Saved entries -
········
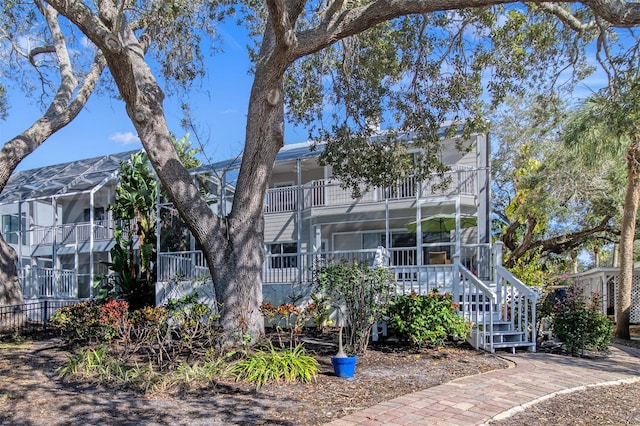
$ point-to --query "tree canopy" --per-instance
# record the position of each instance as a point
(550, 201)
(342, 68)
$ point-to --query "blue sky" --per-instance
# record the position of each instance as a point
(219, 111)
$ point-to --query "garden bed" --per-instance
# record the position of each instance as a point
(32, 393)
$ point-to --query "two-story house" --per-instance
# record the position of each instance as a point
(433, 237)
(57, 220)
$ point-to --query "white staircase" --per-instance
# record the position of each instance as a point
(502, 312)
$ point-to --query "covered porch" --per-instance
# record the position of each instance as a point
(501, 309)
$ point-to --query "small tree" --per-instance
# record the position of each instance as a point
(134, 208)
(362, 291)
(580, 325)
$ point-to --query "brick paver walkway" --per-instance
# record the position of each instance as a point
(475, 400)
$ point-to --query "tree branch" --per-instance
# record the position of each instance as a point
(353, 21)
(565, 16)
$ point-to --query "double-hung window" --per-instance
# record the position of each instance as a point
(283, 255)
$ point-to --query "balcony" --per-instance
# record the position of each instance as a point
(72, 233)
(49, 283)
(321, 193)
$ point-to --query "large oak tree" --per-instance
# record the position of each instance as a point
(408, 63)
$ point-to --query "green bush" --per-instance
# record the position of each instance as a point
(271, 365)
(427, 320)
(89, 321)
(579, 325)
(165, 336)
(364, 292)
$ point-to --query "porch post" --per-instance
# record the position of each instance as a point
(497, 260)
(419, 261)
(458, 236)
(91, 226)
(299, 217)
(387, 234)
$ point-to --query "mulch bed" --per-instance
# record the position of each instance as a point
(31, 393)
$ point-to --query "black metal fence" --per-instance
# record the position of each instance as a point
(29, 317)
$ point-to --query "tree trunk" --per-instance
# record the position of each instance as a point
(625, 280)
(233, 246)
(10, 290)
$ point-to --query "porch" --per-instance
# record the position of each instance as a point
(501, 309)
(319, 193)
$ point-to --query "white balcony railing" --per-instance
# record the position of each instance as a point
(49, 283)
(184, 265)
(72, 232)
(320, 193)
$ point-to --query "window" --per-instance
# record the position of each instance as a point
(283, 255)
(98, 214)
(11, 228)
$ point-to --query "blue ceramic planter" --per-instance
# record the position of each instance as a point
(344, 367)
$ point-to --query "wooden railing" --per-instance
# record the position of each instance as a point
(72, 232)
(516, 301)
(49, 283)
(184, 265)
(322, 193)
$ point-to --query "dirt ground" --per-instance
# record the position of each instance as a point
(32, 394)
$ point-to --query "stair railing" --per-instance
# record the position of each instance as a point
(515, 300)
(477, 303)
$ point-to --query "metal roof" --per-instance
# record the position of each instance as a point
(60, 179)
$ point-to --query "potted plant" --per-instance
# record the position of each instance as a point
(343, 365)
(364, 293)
········
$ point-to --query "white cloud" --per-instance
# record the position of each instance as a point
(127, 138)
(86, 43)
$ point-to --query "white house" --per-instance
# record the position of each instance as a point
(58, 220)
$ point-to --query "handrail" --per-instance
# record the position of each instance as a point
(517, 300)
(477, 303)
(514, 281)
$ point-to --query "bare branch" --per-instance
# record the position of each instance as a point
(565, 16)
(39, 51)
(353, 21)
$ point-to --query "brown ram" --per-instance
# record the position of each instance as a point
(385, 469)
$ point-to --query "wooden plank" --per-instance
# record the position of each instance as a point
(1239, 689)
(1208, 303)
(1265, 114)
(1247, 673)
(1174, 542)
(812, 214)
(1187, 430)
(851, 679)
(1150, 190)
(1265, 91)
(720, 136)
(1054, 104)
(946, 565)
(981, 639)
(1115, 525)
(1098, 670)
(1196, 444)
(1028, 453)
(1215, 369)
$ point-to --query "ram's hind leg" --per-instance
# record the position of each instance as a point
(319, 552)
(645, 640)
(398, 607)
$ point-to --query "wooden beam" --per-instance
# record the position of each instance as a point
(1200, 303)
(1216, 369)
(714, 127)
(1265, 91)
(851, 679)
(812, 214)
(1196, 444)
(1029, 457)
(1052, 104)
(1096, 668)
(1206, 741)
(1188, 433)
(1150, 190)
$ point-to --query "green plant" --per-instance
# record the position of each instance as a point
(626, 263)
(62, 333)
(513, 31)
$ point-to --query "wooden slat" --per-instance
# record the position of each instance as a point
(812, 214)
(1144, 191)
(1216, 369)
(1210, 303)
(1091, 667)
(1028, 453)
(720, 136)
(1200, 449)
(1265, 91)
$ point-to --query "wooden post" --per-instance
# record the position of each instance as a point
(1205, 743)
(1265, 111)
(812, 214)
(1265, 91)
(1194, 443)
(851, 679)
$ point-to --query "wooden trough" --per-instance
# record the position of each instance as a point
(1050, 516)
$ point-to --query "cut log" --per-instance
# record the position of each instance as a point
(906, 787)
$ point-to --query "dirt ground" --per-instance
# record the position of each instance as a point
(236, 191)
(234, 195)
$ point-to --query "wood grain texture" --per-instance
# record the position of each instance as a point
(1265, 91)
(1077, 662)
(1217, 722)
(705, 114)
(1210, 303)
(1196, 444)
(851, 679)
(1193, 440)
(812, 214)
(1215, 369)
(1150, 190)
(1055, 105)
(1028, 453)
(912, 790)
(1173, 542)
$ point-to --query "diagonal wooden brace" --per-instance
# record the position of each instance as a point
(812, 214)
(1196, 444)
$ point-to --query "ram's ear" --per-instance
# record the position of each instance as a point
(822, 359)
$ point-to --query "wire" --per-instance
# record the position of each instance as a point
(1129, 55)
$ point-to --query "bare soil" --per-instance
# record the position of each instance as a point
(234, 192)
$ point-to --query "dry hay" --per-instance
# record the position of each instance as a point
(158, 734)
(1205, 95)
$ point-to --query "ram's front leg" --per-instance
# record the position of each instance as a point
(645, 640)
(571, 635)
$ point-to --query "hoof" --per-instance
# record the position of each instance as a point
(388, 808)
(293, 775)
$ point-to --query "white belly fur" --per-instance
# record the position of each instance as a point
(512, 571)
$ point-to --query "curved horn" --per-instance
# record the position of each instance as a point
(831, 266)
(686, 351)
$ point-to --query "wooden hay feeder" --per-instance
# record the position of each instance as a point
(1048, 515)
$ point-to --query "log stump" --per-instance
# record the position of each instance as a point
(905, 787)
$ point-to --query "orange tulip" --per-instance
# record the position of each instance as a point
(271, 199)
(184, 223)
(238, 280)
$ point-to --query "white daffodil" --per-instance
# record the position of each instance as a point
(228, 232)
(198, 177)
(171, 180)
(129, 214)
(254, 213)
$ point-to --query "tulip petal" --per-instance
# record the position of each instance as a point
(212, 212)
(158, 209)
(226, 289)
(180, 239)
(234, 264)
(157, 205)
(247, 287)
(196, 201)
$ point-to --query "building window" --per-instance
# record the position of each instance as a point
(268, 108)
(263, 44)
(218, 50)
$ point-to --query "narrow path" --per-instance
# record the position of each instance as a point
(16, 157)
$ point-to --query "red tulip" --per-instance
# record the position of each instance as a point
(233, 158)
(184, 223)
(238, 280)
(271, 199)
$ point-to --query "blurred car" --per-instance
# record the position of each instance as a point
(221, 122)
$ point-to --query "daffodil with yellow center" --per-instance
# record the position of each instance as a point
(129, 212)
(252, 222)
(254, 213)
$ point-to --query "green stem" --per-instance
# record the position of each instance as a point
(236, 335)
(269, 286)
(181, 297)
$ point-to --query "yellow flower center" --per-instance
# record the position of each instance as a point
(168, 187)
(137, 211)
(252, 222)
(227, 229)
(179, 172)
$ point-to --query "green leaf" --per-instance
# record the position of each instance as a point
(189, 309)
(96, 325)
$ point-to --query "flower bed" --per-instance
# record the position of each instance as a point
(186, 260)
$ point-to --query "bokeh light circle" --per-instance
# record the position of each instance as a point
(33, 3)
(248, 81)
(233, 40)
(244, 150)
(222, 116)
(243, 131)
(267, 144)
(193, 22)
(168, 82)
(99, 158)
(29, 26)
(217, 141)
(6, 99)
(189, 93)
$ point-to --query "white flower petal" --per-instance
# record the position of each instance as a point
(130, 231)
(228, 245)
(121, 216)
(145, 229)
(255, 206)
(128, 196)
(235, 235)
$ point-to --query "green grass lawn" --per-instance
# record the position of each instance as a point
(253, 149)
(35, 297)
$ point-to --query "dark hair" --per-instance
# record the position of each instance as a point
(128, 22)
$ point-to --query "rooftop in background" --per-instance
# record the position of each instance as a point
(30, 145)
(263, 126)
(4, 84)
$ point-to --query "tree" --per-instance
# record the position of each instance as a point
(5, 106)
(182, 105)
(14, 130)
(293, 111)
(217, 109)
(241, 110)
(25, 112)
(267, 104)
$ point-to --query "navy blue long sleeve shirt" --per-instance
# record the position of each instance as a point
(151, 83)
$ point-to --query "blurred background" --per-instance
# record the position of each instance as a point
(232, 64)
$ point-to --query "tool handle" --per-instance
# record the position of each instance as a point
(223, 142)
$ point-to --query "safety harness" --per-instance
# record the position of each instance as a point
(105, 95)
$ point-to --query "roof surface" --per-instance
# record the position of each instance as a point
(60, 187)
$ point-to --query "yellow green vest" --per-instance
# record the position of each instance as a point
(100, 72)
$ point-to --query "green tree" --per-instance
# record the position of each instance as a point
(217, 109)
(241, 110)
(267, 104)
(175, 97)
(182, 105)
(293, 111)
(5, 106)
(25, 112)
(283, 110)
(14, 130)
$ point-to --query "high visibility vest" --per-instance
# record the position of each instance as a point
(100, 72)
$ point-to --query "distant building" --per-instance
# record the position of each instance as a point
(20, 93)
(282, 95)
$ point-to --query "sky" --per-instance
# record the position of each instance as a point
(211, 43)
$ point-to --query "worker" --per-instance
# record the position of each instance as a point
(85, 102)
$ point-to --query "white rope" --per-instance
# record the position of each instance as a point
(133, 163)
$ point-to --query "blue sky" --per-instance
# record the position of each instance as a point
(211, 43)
········
PROMPT - Filter the records for the string "porch" and copy every line that holds it.

EXPECTED ANSWER -
$ point-to --query "covered porch" --per-instance
$ point-to --query "porch post" --per-instance
$ point-to --query "porch" --per-instance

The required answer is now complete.